Below are several records. Retype exactly those lines running from the one with "box: [203, 390, 233, 441]" through the one with "positive clicks: (437, 439)", end lines included, and no others.

Data extract below:

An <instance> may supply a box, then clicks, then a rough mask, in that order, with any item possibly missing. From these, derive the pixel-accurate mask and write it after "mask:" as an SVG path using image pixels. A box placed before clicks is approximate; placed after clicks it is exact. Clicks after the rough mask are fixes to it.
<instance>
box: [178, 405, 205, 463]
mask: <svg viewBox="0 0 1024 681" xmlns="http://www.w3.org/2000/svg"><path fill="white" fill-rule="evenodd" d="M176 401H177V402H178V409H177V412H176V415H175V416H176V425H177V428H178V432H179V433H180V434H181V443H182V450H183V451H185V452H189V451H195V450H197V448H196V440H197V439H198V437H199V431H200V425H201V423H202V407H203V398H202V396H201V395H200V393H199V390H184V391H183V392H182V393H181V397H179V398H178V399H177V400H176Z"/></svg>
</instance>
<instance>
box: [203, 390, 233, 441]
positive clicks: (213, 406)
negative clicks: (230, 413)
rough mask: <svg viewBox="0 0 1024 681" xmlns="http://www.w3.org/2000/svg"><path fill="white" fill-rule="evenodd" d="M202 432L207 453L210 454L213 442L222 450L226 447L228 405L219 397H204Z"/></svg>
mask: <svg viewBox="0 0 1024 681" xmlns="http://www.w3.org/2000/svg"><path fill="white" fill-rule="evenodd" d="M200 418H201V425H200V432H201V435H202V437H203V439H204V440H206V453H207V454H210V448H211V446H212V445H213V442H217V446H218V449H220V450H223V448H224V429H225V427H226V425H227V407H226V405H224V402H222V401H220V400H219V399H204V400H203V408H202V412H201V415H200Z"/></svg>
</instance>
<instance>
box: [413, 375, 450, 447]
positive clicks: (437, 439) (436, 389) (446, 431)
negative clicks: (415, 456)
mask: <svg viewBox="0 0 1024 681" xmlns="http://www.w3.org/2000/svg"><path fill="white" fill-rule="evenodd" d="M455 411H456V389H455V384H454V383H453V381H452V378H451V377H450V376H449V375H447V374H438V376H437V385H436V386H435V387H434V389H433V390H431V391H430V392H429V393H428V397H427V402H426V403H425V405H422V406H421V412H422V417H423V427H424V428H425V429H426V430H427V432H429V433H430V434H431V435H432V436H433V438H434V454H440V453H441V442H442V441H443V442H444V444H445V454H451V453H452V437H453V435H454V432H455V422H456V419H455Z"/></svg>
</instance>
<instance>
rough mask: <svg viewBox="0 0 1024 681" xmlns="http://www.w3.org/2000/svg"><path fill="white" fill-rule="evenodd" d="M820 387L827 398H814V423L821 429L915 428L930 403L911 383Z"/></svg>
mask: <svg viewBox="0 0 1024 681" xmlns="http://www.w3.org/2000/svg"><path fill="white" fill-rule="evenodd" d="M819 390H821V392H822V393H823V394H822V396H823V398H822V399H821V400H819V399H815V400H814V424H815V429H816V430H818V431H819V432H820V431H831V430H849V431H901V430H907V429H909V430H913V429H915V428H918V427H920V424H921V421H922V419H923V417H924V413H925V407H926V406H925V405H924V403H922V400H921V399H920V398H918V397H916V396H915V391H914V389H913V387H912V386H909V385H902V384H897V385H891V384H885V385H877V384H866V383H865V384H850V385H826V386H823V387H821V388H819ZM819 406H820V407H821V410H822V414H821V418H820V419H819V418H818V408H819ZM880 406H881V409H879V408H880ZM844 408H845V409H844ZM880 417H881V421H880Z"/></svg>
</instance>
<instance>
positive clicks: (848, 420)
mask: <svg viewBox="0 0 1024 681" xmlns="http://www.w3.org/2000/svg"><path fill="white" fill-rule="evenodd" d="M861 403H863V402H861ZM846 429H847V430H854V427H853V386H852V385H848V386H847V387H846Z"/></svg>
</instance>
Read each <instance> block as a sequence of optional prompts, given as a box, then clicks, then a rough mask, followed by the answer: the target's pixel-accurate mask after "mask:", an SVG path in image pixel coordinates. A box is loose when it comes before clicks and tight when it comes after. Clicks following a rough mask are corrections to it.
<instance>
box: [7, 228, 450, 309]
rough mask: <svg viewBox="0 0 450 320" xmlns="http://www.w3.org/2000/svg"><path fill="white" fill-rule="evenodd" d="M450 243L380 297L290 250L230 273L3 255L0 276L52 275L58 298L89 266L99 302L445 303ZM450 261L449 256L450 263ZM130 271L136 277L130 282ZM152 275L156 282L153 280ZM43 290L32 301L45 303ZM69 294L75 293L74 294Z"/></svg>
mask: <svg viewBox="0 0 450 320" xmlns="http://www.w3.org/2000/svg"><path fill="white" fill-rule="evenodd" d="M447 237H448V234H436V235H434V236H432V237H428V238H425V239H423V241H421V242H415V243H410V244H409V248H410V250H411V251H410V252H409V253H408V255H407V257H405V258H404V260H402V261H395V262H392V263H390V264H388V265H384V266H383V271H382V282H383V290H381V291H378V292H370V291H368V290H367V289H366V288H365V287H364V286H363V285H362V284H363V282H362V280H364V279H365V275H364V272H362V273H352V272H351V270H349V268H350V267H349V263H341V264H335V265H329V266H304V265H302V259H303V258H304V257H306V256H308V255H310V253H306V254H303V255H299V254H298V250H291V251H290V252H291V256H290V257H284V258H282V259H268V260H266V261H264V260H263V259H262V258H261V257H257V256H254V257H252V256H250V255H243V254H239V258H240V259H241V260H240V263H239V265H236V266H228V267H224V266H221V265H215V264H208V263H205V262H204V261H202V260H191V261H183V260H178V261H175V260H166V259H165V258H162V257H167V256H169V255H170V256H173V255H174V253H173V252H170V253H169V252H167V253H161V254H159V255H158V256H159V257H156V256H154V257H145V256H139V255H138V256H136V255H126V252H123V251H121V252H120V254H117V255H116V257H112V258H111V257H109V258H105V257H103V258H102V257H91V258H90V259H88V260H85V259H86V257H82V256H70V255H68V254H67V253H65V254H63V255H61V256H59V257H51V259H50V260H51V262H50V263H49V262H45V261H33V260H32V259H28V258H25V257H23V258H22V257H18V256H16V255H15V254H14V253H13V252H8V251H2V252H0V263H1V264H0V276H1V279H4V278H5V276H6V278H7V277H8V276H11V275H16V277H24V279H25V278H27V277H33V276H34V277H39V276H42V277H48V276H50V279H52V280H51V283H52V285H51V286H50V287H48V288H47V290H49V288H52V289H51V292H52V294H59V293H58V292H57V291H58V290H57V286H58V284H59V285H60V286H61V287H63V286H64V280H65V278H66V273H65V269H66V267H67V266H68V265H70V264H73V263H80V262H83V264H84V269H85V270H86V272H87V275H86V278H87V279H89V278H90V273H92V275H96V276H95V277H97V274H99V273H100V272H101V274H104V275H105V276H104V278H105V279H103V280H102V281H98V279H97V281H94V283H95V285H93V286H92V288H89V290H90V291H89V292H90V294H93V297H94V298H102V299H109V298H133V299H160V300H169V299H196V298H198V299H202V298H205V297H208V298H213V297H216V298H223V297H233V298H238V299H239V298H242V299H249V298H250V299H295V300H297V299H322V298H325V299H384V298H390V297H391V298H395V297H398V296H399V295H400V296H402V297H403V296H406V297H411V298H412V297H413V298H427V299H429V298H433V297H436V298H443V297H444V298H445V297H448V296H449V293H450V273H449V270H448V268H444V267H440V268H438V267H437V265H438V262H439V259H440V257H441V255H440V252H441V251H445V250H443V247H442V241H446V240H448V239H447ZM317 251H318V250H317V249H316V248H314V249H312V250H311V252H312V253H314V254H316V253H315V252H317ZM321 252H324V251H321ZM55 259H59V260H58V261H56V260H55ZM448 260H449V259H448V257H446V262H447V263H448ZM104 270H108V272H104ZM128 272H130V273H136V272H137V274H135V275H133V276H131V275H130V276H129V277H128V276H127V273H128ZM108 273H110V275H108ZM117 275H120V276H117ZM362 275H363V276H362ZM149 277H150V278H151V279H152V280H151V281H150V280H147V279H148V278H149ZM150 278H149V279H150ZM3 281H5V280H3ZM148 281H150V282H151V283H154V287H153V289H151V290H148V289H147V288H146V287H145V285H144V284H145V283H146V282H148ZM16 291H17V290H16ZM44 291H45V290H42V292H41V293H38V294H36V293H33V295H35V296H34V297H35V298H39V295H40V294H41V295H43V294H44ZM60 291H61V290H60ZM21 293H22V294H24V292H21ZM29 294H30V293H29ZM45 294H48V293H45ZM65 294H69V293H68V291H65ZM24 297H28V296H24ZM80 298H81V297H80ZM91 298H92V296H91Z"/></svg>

End of Data extract.

Task solution →
box: [203, 390, 233, 441]
positive clicks: (213, 406)
negative clicks: (230, 413)
rough mask: <svg viewBox="0 0 1024 681" xmlns="http://www.w3.org/2000/svg"><path fill="white" fill-rule="evenodd" d="M202 432L207 453L210 454L213 442L222 450L226 447L228 405L219 397H204Z"/></svg>
mask: <svg viewBox="0 0 1024 681" xmlns="http://www.w3.org/2000/svg"><path fill="white" fill-rule="evenodd" d="M200 418H201V425H200V432H201V435H202V437H203V439H204V440H206V453H207V454H210V448H211V446H212V445H213V442H217V446H218V449H220V450H223V448H224V429H225V427H226V425H227V407H226V405H224V402H222V401H220V400H219V399H204V400H203V408H202V412H201V415H200Z"/></svg>
</instance>
<instance>
box: [413, 375, 450, 447]
positive clicks: (437, 439) (436, 389) (446, 431)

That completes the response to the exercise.